AUFGABEN:
1. Geben Sie anhand des Seitentexts an, mit wem zusammen Julian Hahn das Bauwagencafé im Westpark betreibt.
2. Zählen Sie alle Personen auf, die im Seitentext mit vollem Namen genannt werden.
3. Schreiben Sie aus dem Seitentext den Teil ab, der mit den Worten „Die Westpark-Seen: Julian“ beginnt und mit „zum späten Abend.“ endet.
══ SEITENTEXT ══
Familientreff trotz Badeverbot

Die Westpark-Seen: Julian Hahn und sein Team betreiben hier den Szene-Treff "Gans am Wasser". Dies tut dem ehemaligen IGA-Park gut - heute pulsiert das Leben im Westpark von früh morgens bis zum späten Abend.

„Obwohl wir mitten in der Stadt sind, ist es echt angenehm hier, weil der See die Temperatur runterkühlt“, erklärt Julian Hahn. Zusammen mit Florian Jund und Philipp Behringer betreibt er das Bauwagencafé Gans am Wasser im Westpark. Und tatsächlich: Auf Bierbänken und Sofas in blauer Himmelbett-Optik scheinen die Gäste Luft zu schnappen und den heißen Stadtsommer zu genießen. Ein Kurzurlaub mit Eiskaffee in der grünen Lunge von Sendling.
═══
══ BEREITGESTELLTES MATERIAL ══
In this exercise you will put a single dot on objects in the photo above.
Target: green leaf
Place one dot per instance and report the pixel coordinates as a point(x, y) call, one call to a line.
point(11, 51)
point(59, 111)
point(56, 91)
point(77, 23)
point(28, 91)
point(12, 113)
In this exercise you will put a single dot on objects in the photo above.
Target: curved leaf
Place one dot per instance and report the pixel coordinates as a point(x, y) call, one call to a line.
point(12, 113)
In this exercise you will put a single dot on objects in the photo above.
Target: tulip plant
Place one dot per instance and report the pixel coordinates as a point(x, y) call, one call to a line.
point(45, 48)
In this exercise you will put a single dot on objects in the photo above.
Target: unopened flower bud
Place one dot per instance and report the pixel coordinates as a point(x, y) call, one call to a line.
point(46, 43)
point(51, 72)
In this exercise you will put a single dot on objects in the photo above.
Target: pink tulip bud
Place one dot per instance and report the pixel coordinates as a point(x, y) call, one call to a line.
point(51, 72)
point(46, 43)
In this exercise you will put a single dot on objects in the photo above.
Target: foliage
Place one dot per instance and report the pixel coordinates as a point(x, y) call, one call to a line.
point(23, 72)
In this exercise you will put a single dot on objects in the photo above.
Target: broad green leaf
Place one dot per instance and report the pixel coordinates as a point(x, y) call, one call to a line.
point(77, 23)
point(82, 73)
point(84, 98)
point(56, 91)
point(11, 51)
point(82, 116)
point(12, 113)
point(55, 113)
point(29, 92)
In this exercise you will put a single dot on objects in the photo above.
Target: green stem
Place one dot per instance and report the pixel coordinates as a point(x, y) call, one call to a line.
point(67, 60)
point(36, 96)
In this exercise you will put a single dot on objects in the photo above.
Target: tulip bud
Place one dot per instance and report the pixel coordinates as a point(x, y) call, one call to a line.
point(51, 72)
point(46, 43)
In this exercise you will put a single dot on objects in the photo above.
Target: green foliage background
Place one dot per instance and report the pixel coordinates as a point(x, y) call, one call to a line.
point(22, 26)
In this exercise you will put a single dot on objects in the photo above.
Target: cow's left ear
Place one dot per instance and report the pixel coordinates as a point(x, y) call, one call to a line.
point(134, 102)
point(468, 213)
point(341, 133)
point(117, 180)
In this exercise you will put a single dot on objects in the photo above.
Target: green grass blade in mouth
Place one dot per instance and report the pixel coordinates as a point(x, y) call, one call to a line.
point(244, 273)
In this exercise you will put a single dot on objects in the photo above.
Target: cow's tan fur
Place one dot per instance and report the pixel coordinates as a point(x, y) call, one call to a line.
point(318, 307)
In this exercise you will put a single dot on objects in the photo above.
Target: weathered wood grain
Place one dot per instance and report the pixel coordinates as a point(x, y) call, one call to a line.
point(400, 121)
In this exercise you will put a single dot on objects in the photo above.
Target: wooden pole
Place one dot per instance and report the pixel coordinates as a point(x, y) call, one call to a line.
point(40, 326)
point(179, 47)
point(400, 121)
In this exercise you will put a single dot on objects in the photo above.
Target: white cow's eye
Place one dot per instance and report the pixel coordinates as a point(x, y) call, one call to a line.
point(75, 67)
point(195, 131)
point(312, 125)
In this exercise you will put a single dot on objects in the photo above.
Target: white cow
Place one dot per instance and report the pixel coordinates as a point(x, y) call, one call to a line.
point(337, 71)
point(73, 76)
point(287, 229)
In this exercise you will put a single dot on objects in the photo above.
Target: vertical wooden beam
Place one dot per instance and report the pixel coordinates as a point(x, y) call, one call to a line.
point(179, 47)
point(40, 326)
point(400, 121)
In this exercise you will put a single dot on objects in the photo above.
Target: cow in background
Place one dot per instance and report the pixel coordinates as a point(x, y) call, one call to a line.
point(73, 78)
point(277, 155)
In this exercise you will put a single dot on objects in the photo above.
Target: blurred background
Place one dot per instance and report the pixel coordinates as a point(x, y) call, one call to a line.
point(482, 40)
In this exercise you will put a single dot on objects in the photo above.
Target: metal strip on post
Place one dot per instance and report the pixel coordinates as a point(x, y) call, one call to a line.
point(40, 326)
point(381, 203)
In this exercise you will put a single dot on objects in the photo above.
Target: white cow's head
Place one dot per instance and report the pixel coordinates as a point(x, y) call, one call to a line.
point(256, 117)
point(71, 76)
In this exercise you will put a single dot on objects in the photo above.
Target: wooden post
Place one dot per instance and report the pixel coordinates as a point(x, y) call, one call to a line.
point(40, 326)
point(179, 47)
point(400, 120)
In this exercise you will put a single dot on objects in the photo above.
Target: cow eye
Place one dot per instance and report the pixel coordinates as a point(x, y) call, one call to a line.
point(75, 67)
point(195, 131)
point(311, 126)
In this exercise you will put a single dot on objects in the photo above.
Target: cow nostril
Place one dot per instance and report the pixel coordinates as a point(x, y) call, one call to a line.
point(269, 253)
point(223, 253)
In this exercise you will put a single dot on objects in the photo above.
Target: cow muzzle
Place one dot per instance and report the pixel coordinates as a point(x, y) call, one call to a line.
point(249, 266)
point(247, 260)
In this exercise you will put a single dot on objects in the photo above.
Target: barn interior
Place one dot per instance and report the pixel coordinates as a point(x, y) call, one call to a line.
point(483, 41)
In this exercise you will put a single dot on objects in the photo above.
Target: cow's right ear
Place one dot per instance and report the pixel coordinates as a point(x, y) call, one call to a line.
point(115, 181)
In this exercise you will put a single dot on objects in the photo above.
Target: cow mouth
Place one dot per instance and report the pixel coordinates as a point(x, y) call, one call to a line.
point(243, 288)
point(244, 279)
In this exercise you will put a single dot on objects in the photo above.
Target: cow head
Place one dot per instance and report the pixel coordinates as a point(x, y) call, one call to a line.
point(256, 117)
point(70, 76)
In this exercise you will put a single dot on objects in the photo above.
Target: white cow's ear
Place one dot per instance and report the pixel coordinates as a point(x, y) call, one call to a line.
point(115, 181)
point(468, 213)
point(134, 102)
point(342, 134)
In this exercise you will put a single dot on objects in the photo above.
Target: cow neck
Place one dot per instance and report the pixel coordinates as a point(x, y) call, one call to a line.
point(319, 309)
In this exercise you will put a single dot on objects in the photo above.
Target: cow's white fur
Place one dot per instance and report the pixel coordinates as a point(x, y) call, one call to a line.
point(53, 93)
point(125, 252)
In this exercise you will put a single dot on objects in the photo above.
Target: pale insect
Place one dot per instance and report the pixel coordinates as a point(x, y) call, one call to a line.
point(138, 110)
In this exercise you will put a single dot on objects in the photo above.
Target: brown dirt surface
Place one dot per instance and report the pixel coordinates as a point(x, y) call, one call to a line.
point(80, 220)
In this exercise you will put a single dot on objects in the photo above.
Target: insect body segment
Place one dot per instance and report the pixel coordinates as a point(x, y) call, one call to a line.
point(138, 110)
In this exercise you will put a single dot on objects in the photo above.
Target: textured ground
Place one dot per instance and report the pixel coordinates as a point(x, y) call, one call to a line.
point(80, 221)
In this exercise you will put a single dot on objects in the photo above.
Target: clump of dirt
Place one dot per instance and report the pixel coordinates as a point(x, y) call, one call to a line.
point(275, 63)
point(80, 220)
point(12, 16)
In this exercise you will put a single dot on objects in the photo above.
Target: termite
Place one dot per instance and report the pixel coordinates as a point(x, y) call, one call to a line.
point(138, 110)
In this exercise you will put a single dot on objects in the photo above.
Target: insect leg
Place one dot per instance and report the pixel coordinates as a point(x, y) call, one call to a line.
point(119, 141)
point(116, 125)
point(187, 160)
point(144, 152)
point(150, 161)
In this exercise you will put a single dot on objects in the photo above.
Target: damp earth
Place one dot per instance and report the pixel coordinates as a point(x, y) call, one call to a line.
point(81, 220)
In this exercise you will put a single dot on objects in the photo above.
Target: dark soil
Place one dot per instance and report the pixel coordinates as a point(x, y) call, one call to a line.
═══
LÖSUNGEN:
1. Mit Florian Jund und Philipp Behringer.

2. Julian Hahn, Florian Jund, Philipp Behringer

3.
Die Westpark-Seen: Julian Hahn und sein Team betreiben hier den Szene-Treff "Gans am Wasser". Dies tut dem ehemaligen IGA-Park gut - heute pulsiert das Leben im Westpark von früh morgens bis zum späten Abend.